Objective: Return the material below line for line, changing nothing.

Records from a collection
┄┄┄┄┄┄
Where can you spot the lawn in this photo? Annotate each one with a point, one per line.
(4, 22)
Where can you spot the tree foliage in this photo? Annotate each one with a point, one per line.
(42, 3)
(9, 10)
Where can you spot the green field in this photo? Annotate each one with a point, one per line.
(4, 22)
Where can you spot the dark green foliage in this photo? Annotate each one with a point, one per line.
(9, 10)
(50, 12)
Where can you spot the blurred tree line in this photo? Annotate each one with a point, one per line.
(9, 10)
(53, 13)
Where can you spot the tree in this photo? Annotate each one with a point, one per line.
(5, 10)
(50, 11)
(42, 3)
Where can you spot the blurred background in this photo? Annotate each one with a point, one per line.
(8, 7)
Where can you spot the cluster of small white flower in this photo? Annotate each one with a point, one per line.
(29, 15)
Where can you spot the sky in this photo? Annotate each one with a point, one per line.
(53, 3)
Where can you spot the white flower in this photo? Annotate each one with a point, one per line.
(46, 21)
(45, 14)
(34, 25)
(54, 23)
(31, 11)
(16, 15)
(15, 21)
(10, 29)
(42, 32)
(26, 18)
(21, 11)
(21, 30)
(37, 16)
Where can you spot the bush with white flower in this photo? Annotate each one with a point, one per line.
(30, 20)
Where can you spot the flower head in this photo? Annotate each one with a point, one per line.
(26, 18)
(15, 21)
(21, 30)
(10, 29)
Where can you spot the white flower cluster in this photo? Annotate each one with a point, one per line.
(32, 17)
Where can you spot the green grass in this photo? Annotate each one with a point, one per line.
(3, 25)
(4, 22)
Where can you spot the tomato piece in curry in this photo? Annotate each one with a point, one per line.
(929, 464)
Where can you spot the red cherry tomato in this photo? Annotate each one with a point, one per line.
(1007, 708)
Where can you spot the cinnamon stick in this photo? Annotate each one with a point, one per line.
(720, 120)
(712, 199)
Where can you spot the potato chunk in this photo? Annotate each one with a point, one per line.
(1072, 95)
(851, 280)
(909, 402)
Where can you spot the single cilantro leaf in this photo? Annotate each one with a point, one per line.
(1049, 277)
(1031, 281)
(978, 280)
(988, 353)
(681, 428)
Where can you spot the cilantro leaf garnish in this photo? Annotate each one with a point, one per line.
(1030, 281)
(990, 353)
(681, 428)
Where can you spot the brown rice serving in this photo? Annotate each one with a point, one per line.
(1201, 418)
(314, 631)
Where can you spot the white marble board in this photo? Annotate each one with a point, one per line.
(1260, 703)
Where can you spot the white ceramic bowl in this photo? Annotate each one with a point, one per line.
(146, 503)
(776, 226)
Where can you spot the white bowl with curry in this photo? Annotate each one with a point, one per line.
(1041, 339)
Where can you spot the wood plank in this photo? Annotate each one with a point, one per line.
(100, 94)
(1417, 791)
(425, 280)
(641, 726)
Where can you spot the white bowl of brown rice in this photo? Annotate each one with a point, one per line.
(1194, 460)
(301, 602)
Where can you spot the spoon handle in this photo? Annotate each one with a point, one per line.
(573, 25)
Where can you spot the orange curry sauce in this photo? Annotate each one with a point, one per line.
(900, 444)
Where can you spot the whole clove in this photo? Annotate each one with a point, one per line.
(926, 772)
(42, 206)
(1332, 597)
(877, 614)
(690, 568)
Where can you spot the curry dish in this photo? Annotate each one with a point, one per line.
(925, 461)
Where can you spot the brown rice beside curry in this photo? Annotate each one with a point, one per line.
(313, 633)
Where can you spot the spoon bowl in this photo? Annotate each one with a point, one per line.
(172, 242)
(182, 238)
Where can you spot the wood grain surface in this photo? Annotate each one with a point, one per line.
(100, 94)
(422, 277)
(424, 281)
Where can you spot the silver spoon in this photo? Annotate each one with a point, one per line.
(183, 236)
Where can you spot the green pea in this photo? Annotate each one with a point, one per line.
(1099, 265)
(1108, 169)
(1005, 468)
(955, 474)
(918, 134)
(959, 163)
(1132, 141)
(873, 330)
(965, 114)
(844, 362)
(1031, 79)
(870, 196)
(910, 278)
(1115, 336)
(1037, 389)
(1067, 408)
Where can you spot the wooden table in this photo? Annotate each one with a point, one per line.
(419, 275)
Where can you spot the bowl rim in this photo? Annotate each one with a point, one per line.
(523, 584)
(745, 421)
┄┄┄┄┄┄
Answer for this exercise:
Where can you spot the lawn in this photo? Annotate each one with a point, one per line.
(4, 22)
Where can you spot the tree foliage in this photo? Annotate each one with a point, one per line.
(42, 3)
(9, 10)
Where can you spot the green field in this photo? Annotate each one with a point, one per line.
(4, 22)
Where can you spot the dark green foliage in this photo? Annotate each one with a point, one per line.
(9, 10)
(50, 12)
Where can you spot the blurred tree line in this photo? Annotate each one with a point, one per line.
(9, 10)
(53, 13)
Where can you spot the tree in this photo? Annotate each one with a point, one per line.
(5, 10)
(50, 11)
(42, 3)
Where can you spot the blurred background in this photo? Annotate each one with a point, one per line.
(8, 7)
Where can you spot the cluster of small white flower in this photo? Annotate each one with a point, one per line.
(29, 15)
Where can you spot the sky in this photo? Annotate each one with a point, one per line.
(53, 3)
Where can you spot the white flower in this photo? Annotate each one with a point, one per line.
(46, 21)
(45, 14)
(34, 25)
(54, 23)
(31, 11)
(16, 15)
(15, 21)
(10, 29)
(42, 32)
(26, 18)
(21, 11)
(21, 30)
(37, 16)
Where can you spot the bush with white flower in this photo? Annotate each one with a point, one per line.
(30, 20)
Where can you spot the flower head in this photo? Annotate each one with a point, one per line.
(26, 18)
(15, 21)
(21, 30)
(10, 29)
Where can you spot the white flower cluster in this photo? Annotate each one with a point, one per line.
(32, 17)
Where can you spot the green grass in this photo? Annotate each one with a point, one per line.
(3, 25)
(4, 22)
Where can you spot the tomato piece in curry in this photo? Annotate each one with a point, one per line.
(929, 464)
Where can you spot the red cherry tomato in this photo? Annotate each one with a point, one per line.
(1007, 708)
Where can you spot the cinnamon stick in this photo? Annotate each one with a point, one per line.
(720, 120)
(712, 199)
Where can you spot the potato chunk in this photo? Annotate each one with a point, one per line.
(1072, 95)
(851, 280)
(909, 402)
Where can you spot the single cilantro leaf in this photo? Annotate each one with a point, one per line.
(1049, 277)
(1031, 281)
(978, 280)
(988, 353)
(681, 428)
Where can you spot the cilantro leaf garnish in this photo? Annotate each one with a point, one per line.
(1030, 281)
(990, 353)
(681, 428)
Where can you spot the brown rice serving in this photo? Annotate each one with a point, one per line.
(1201, 418)
(314, 631)
Where can you spot the white marble board in this photo? Annotate each one with a point, one per line.
(1260, 703)
Where can you spot the white ceramic bowl in this photo? Annotate each one with a point, one per line.
(146, 503)
(776, 226)
Where can you spot the white bowl with curry in this photo? Annotate each one with a point, one per line.
(1041, 339)
Where can you spot the wood plank in this photo? Annotate each one with a point, one per line.
(100, 94)
(1417, 791)
(425, 280)
(641, 726)
Where can you spot the white bowl of brown rice in this photo? Annotate each one with a point, one per line.
(1194, 460)
(301, 602)
Where can you spot the spoon handle in this photo? Annotate each one with a point, one per line.
(573, 25)
Where can you spot the orange curry sauce in this photo? Annotate each one with a point, one per line.
(900, 444)
Where can you spot the whole clove in this photo? Annotate each one with a point, one per line.
(926, 772)
(42, 206)
(1332, 597)
(877, 614)
(690, 568)
Where can you spot the curry dish in this photo? Annotate each one with a point, one per line.
(925, 461)
Where can you spot the brown rice beside curry in this photo? Annotate each one with a point, one per line.
(313, 633)
Where can you spot the spoon bowl in this photo? Annotate each one with a point, one per line.
(172, 242)
(182, 238)
Where can you spot the wood grain surface in this photo? Annotate each one with a point, one per line.
(100, 94)
(422, 277)
(424, 281)
Where can you spot the silver spoon in this photo? Annotate each one with a point, one per line.
(183, 236)
Where can you spot the green pea in this photo? Annotate each one with a point, one per line.
(1099, 265)
(1108, 169)
(1005, 468)
(955, 474)
(918, 134)
(959, 163)
(1132, 141)
(873, 330)
(965, 114)
(844, 362)
(1031, 79)
(870, 196)
(910, 278)
(1115, 336)
(1037, 389)
(1067, 408)
Where can you spot the wooden table in this photo? Annotate each one with a point, one per line.
(419, 275)
Where can you spot the bowl rim in this photo? Annotate each one with a point, one per line.
(523, 584)
(745, 421)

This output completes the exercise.